### Задание
Перепишите все записи ниже дословно, ничего не меняя.

### Записи
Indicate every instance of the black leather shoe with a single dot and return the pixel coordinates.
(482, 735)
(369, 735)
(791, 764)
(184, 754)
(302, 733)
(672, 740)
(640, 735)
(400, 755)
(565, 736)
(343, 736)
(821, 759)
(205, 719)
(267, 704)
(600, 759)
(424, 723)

### Результат
Indicate every instance of the black leather shoe with a single dot and return the pixel coordinates.
(482, 735)
(369, 735)
(791, 764)
(184, 754)
(302, 733)
(672, 740)
(640, 735)
(400, 755)
(565, 736)
(343, 736)
(821, 759)
(205, 719)
(267, 704)
(600, 759)
(424, 723)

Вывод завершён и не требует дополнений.